- [WHAT YOU NEED TO DO]
Please copy all the lines that follow, word for word.

- [RECORD SET]
_____

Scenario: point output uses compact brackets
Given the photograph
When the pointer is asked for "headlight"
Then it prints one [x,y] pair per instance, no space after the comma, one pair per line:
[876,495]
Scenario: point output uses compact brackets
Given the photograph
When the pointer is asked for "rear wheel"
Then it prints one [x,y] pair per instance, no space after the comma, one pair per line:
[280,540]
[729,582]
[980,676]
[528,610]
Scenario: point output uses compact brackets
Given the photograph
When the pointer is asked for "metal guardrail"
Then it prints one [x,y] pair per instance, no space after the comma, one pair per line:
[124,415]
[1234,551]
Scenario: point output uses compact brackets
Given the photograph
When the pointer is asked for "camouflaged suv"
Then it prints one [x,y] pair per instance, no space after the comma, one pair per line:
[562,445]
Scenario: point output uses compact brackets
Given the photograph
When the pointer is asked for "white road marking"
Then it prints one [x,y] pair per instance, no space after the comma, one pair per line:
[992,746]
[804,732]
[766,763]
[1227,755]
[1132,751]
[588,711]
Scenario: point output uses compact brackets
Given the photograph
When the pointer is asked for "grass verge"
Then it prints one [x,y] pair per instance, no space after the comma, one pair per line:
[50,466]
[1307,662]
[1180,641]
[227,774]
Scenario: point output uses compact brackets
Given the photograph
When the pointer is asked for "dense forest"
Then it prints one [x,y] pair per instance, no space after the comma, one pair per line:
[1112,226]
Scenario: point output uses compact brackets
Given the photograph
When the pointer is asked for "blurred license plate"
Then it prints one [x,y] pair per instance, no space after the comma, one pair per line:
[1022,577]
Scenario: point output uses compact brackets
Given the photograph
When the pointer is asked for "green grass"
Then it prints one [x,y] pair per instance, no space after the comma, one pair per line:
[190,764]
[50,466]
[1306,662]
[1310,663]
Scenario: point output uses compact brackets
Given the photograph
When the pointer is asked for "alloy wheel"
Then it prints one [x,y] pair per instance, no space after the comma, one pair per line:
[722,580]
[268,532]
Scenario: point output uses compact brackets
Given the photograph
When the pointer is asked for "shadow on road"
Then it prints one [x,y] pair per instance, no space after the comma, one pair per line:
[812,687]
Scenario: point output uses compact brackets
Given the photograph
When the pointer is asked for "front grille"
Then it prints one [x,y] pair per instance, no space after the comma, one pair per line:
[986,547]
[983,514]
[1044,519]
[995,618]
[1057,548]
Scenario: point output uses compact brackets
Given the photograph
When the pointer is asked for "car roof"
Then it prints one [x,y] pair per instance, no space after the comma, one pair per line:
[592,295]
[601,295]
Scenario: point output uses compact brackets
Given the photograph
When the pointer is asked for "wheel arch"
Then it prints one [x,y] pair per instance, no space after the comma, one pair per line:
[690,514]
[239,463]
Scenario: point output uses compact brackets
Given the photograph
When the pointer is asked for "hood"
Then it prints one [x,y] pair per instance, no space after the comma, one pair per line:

_____

- [OUTPUT FOR THIS EXERCISE]
Scenario: point output uses compact brackets
Given the photograph
When the pointer is asked for "headlight"
Then it prints one [x,y] pair per instance, no space after the comma, one pair per line:
[876,495]
Scenario: point output uses compact brackets
Given the photograph
When the pointer is asked for "rear wheel"
Then it prints one [x,y] pair per instance, no space after the comma, one pair per line:
[280,540]
[729,582]
[980,676]
[528,610]
Scenario: point output uses compact brackets
Given the photograph
When the pointer is asked for "metal guardrail"
Then it prints one [x,y] pair per instance, no space after the comma, one pair per line:
[124,415]
[1234,551]
Scenario: point output uses compact brackets
Given the photograph
When the pointer is asked for "camouflaged suv"
Then it prints one [x,y] pair per instance, no space after the comma, one pair per line:
[562,445]
Scenario: point output uses compact brackets
Given the photograph
When the pointer is asked for "white road marking"
Then it prints one [x,y] pair per instance, no space after the comma, one pair per line:
[992,746]
[804,732]
[766,763]
[1227,755]
[1132,751]
[588,711]
Scenario: point output uses compact brackets
Given the photograph
When the pointer is asked for "grass verge"
Then it prints one [x,y] pair per instance, no space after the comma, one pair per line:
[50,466]
[1307,662]
[1180,641]
[227,774]
Scenario: point output uses compact brackets
Given the photograph
When the pointer is asked for "dense forest"
Then it prints one [x,y] pair per instance, no space after the comma, one pair per line:
[1112,226]
Scenario: point output uses compact brackets
Given the photograph
When the pointer is asked for "blurred license plate"
Then it prints one [x,y] pair per instance, no space after the comma, one pair per line:
[1022,577]
Scenario: point output uses compact brackets
Given the photograph
When the pointer is asked for "green grass"
Then it prints one [x,y] pair per instance, no space after the comma, one pair per line:
[190,764]
[50,466]
[1306,662]
[1310,663]
Scenario: point output uses compact brackets
Given the photograph
When the pointer is asked for "alloy wheel"
Then it prints one [x,y] pair per instance, no space after the comma, one pair per line:
[722,580]
[268,532]
Scenario: point output uses compact brackets
Given the photograph
When the pointer is asked for "shadow on road"
Then it prints one [x,y] pair per instance, no space after the comma, one pair per line:
[812,687]
Scenario: point output uses compact brackets
Given the photograph
When the pointer is asked for "front grille"
Then it prints one [x,y] pair per instance, no space after the comma, one pair per line:
[986,547]
[983,514]
[1044,519]
[995,618]
[1057,548]
Scenario: point output uses compact brackets
Given the photograph
When the pointer is asked for "car roof"
Then it prints one [x,y] pair per instance, no space after the comma, one pair per line:
[592,295]
[601,295]
Scenario: point output uses compact brackets
Given the photograph
When the pointer is asked for "wheel arch"
Then it prints one [x,y] pair per instance, no space after the comma, one pair per line:
[690,514]
[239,463]
Scenario: point output uses compact brackets
Given the photograph
When the pointer is asked for "hood"
Then it prints one [x,y] pair per instance, no space after the comma, one pair per line:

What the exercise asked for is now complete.